→ **Consigne**: Recopiez le passage du texte sur l'évacuation de Namie qui commence aux mots « Pourtant, sait-on vraiment » et s'achève sur « Au contraire…. ».

:: Texte ::

Un cas d’école de Namie, Fukushima
Évacuation, qu’en est-il en France ?
La France est l’un des pays les plus nucléarisés du monde, et le numéro un en termes de part du nucléaire dans la production d’électricité. Alors, il est compréhensible qu’on parle souvent de la possibilité d’un accident nucléaire en France, et même d’un accident majeur, et de se préparer à l’éventualité.
Pourtant, sait-on vraiment ce qu’évacuer signifie concrètement ?
Au Japon, même sous forme très incomplète, il existe des exercices d’évacuation en vue d’une urgence nucléaire. Il est cependant vrai que ni le plan d’évacuation ni les exercices ne sont très réalistes.
Ainsi que nous allons le voir dans le témoignage de Mizue Kanno, l’évacuation de Fukushima s’est déroulée dans des conditions invraisemblables.
Dans les situations de catastrophe, rien ne se passe comme prévu.
Au contraire….
Un jour, ça sera peut-être à notre tour, ici en France. En cas d’un accident majeur, allons-nous évacuer sans encombre?
Cela nous semble difficile.
Plus fondamentalement, cela vaut-il la peine d’avoir des installations nucléaires compte tenu des expériences déchirantes vécues par les victimes telles que Mme Mizue Kanno ?
Tragédie de la population de Namie
Le sort des populations de Namie est particulièrement bouleversant. La région côtière de Namie a été dévastée par le tsunami. Les sapeurs-pompiers ainsi que les familles n’ont pas pu secourir les victimes du tremblement de terre et du tsunami qui sont restées sous des décombres dans la zone d’exclusion établie suite à l’accident nucléaire (voir le récit de Mizue Kanno vol 1).

:::
:: Lignes fournies ::

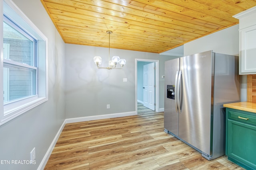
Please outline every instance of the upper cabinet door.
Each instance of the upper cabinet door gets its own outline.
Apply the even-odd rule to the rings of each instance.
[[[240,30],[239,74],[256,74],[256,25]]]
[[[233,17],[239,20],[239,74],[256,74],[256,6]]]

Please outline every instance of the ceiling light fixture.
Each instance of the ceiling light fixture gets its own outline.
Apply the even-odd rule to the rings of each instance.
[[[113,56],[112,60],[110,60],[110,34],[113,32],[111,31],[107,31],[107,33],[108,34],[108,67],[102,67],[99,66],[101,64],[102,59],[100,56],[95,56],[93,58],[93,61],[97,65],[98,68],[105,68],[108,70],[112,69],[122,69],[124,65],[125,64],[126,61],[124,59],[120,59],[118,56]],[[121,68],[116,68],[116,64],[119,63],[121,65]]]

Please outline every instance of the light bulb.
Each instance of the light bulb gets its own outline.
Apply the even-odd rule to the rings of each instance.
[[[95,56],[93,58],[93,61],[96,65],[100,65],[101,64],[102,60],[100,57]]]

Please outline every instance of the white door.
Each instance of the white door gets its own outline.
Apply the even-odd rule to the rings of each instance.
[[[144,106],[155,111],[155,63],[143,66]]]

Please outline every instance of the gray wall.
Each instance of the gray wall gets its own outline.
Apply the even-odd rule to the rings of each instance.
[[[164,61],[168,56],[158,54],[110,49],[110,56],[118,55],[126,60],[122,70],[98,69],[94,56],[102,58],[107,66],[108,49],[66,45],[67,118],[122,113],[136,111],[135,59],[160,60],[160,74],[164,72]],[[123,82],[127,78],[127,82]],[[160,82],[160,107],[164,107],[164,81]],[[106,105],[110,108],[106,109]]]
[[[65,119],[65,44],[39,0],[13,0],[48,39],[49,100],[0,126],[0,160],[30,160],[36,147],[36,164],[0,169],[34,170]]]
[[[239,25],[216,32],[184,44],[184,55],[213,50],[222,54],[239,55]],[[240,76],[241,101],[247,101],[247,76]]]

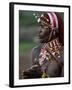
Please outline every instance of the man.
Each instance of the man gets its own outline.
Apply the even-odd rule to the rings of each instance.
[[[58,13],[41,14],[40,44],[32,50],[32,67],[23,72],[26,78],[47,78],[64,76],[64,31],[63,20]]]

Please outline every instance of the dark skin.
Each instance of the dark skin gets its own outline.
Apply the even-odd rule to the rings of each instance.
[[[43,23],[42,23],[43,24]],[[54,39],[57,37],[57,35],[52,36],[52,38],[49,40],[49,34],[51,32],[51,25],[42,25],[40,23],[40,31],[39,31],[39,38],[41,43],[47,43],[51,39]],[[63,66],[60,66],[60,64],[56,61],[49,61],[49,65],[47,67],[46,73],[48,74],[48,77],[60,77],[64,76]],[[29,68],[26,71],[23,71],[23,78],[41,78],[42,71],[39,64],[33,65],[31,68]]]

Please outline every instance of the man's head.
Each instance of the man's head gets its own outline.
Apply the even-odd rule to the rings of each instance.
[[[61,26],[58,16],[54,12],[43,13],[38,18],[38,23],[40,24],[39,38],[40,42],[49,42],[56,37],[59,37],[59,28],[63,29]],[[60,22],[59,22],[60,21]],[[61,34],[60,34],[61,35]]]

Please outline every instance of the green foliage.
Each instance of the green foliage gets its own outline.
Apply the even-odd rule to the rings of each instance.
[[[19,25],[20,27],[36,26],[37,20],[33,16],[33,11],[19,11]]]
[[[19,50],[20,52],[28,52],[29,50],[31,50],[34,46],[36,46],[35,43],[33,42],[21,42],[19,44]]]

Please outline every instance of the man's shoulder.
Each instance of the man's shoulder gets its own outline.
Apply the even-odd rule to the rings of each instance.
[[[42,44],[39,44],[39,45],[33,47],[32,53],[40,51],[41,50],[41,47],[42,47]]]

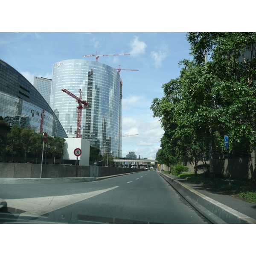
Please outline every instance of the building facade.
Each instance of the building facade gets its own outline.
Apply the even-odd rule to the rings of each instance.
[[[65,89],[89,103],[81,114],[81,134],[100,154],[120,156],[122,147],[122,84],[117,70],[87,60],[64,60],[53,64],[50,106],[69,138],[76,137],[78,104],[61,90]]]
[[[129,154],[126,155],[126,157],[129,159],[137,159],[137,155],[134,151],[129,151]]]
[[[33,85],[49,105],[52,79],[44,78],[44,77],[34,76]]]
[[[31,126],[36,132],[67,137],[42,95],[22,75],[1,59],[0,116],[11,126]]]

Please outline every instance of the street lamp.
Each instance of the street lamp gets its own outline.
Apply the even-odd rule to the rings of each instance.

:::
:: Lignes fournies ::

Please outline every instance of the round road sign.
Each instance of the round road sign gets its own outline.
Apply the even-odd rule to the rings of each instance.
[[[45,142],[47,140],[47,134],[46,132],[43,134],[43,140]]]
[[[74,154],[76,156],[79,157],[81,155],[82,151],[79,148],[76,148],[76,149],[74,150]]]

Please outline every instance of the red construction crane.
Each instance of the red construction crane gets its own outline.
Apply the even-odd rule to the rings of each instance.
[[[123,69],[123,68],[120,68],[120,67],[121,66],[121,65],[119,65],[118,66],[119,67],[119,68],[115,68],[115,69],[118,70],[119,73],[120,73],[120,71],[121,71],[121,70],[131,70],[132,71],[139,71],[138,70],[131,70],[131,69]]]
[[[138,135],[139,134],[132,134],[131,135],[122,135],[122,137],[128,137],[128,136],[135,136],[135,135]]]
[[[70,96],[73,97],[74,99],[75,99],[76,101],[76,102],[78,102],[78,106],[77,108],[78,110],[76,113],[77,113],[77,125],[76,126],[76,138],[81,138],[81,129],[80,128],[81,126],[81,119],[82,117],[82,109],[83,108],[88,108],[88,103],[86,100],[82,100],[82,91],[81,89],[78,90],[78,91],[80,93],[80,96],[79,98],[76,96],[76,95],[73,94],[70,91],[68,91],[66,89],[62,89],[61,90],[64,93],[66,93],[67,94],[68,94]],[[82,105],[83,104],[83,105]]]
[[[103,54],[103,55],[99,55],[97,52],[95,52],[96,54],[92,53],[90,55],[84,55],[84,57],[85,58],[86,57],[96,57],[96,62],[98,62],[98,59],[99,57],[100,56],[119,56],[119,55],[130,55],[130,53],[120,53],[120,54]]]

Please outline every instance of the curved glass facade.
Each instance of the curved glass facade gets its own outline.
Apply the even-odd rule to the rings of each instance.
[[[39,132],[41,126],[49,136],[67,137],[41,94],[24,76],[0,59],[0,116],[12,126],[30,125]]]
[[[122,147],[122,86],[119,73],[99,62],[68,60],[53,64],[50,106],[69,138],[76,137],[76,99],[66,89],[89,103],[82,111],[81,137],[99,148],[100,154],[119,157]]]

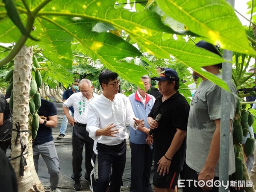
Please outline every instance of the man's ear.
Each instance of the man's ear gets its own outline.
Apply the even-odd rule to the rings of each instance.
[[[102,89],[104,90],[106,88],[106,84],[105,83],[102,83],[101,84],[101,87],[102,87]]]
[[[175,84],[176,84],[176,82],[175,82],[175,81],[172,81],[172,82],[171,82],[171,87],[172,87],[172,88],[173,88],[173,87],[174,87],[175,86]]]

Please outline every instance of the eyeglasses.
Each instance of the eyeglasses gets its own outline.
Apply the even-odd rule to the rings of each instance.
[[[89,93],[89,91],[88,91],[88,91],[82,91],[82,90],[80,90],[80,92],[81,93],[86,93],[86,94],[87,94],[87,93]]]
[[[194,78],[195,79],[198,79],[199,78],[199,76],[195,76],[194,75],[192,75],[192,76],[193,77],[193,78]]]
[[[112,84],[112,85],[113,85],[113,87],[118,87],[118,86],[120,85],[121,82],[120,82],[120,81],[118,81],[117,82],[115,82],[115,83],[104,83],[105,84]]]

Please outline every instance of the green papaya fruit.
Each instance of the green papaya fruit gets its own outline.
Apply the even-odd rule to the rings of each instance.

:::

→ **Réponse rédigée**:
Pourtant, sait-on vraiment ce qu’évacuer signifie concrètement ?
Au Japon, même sous forme très incomplète, il existe des exercices d’évacuation en vue d’une urgence nucléaire. Il est cependant vrai que ni le plan d’évacuation ni les exercices ne sont très réalistes.
Ainsi que nous allons le voir dans le témoignage de Mizue Kanno, l’évacuation de Fukushima s’est déroulée dans des conditions invraisemblables.
Dans les situations de catastrophe, rien ne se passe comme prévu.
Au contraire….